▶ Supplied records
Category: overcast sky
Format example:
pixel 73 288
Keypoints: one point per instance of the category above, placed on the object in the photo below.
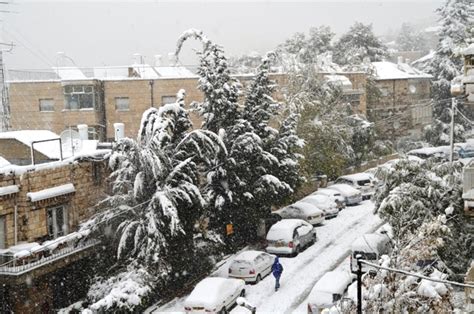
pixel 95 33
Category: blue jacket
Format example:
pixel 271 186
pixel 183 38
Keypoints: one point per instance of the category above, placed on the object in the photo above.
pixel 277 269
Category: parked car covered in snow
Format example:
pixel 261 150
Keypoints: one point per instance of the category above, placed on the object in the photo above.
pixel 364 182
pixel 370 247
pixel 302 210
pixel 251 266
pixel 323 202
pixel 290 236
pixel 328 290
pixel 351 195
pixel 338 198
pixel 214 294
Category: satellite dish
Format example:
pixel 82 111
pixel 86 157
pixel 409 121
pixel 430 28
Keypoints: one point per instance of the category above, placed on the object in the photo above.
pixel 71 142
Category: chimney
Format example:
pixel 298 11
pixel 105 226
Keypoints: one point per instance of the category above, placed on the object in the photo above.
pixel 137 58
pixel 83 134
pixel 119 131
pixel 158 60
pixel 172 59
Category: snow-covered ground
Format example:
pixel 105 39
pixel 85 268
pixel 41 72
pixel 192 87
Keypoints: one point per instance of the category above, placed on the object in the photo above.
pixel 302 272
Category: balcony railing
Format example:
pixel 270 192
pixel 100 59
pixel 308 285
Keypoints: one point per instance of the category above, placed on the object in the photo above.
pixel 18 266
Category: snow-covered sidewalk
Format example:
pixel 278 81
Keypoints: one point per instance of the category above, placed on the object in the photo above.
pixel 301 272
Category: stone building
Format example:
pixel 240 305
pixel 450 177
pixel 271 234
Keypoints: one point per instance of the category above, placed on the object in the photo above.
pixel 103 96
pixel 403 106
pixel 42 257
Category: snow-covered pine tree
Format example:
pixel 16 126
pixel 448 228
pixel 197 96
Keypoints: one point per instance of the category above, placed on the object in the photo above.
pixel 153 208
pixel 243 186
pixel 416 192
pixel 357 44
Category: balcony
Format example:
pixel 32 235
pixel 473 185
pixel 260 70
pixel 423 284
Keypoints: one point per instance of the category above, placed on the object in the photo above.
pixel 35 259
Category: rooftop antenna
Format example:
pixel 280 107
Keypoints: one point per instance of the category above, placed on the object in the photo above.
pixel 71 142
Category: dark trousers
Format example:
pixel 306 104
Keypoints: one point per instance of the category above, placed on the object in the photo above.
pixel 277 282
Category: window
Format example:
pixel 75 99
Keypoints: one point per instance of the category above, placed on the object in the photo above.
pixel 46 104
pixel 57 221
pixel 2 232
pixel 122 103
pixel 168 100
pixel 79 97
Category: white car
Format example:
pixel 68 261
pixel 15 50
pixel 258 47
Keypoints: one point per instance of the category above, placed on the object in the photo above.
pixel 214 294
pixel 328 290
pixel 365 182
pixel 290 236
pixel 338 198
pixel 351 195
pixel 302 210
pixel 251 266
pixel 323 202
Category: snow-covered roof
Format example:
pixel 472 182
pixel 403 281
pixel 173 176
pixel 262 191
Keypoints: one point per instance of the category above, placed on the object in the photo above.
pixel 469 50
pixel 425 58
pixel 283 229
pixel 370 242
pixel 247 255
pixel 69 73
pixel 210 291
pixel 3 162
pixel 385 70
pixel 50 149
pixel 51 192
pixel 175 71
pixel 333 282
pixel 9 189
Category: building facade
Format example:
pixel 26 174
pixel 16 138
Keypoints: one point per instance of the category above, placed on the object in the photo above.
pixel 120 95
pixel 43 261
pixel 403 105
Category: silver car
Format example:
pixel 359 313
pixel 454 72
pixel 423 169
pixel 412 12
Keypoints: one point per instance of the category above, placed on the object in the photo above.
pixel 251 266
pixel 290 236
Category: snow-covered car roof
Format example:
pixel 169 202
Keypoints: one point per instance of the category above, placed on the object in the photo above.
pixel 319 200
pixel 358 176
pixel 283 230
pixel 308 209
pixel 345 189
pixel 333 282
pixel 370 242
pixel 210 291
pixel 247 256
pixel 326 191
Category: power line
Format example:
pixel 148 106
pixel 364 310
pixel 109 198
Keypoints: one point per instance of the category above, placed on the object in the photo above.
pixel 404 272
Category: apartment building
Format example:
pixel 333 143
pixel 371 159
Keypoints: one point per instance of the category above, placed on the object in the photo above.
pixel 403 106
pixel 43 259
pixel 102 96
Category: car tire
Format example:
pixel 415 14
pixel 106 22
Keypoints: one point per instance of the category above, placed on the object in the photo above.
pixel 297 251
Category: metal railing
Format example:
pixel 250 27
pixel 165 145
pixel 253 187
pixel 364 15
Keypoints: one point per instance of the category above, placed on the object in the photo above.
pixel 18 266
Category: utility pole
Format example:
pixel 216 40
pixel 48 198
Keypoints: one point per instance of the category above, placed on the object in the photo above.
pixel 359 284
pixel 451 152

--

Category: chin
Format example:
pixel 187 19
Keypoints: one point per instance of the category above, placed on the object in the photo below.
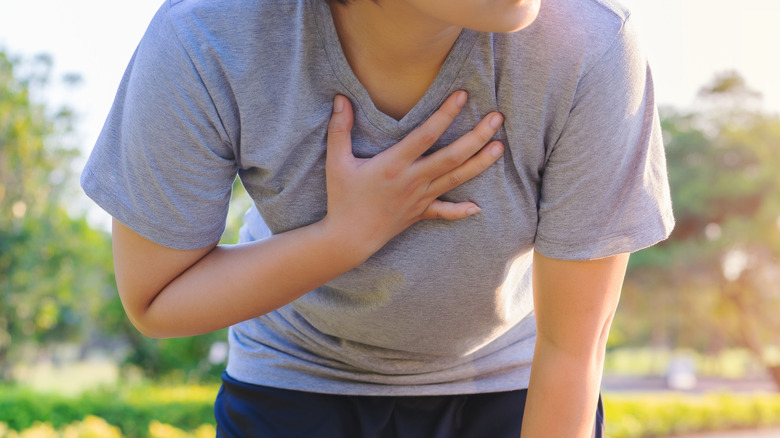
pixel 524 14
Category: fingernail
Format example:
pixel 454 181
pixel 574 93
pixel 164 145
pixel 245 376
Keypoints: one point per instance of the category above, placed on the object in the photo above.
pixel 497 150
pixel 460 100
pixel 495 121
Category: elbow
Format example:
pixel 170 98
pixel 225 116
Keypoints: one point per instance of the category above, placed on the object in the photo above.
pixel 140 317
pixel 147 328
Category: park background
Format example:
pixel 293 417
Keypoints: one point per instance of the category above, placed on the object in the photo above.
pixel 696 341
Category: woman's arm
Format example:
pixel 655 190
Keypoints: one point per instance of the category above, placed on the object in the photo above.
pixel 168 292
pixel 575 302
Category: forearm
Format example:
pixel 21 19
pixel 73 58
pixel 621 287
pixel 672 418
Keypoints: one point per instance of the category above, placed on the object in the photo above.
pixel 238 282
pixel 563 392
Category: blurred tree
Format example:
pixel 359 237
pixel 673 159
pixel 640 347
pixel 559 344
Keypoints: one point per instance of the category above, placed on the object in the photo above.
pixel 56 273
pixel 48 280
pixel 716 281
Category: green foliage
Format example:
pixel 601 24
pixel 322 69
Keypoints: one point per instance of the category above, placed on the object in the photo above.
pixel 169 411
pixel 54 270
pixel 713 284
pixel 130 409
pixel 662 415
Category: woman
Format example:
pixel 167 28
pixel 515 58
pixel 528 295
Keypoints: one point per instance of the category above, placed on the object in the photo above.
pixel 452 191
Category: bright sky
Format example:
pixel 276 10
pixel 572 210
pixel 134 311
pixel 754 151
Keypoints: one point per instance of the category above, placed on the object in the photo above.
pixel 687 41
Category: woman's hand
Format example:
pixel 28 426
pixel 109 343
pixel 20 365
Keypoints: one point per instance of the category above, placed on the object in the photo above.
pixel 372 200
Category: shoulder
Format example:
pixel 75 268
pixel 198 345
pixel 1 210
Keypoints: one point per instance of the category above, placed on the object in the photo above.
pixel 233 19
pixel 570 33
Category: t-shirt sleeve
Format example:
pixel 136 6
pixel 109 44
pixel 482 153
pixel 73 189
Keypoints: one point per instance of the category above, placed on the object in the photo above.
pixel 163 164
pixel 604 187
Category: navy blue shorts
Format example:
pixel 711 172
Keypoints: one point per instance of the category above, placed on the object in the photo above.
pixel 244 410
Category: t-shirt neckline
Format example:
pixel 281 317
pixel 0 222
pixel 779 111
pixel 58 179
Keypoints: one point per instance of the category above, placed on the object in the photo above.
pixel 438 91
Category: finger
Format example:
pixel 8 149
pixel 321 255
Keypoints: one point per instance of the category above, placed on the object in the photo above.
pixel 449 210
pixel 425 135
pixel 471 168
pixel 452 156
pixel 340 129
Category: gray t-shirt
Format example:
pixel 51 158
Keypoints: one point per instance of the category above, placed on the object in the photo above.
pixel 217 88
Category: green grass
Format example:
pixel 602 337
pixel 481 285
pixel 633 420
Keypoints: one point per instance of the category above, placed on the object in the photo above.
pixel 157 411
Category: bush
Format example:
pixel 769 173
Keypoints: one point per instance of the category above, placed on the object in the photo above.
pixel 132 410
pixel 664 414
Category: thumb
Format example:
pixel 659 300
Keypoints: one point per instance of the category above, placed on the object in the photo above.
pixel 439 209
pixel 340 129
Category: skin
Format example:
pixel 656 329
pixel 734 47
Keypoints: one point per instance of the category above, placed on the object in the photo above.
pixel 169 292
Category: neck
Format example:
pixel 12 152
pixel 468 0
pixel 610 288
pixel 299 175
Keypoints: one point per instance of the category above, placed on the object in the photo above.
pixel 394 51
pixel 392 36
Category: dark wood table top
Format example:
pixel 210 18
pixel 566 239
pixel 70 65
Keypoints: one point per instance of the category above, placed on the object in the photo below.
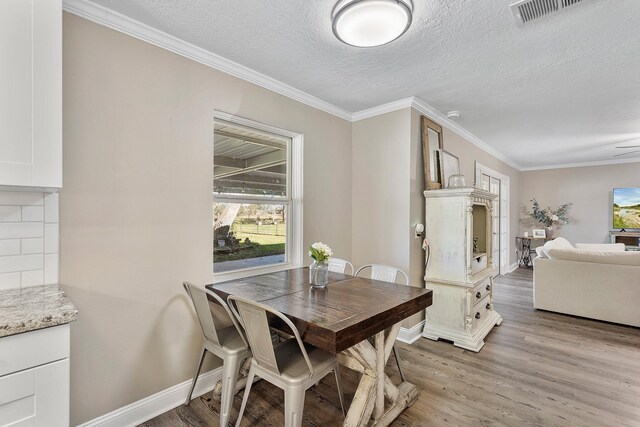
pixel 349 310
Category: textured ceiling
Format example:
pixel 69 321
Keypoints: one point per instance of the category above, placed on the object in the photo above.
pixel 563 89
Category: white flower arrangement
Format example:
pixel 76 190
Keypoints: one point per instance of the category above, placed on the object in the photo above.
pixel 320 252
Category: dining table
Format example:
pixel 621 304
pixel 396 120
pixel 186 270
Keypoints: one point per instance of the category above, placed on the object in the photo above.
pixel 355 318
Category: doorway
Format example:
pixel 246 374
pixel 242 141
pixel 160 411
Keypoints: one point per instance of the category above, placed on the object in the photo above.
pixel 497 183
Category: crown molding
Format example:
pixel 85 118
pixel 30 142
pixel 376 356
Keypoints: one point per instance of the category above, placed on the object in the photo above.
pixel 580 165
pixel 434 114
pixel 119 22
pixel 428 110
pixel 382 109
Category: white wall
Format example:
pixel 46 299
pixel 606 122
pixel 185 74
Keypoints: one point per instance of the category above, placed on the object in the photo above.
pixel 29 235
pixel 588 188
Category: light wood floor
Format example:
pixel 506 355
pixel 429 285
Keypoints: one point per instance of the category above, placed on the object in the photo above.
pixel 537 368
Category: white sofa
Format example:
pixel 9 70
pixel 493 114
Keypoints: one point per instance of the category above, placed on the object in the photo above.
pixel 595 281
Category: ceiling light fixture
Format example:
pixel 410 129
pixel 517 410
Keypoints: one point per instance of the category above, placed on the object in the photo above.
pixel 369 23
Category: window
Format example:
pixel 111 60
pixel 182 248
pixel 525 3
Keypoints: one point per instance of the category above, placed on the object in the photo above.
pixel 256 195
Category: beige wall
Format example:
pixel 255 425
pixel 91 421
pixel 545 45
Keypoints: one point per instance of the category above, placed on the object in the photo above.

--

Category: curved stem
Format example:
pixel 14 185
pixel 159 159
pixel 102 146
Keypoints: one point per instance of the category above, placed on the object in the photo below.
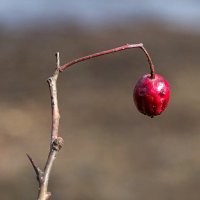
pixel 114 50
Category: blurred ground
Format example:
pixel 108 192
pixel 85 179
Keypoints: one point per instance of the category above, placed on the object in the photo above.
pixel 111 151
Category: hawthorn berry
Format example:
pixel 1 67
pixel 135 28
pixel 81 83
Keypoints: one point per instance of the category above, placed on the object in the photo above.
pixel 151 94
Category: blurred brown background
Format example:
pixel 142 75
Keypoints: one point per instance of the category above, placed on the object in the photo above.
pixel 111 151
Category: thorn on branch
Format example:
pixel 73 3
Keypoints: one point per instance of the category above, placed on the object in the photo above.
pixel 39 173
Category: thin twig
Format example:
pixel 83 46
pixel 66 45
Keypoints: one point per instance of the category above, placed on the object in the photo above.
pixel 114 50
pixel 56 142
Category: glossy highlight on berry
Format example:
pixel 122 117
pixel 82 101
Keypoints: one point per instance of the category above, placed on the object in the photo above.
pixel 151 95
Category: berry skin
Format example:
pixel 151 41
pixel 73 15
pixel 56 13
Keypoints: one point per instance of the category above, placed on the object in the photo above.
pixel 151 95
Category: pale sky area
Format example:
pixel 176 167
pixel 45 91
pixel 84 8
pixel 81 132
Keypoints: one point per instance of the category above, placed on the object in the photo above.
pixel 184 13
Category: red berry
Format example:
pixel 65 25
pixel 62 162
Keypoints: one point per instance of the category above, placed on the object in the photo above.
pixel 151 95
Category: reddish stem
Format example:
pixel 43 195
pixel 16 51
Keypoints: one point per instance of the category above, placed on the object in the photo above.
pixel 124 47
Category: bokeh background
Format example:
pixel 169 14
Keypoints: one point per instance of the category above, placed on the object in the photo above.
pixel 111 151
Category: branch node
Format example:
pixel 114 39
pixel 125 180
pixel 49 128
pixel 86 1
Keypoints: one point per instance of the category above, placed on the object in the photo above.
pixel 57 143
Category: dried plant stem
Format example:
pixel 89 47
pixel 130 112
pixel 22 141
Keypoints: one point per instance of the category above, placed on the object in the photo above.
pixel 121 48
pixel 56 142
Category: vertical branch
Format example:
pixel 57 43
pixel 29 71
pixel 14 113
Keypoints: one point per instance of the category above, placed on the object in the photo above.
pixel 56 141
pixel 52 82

▶ Goal
Reproduce word for word the rows starting at the line that contains "Category: metal railing" and ending at the line that contains "pixel 451 152", with both of those lines included.

▶ Final result
Category: metal railing
Format example:
pixel 250 27
pixel 165 145
pixel 253 187
pixel 364 15
Keypoints: one point per instance of the category above, placed on the object in the photo above.
pixel 18 266
Category: utility pole
Format example:
pixel 216 40
pixel 48 198
Keypoints: one point per instance of the category above, placed on the object in the photo above.
pixel 359 284
pixel 451 152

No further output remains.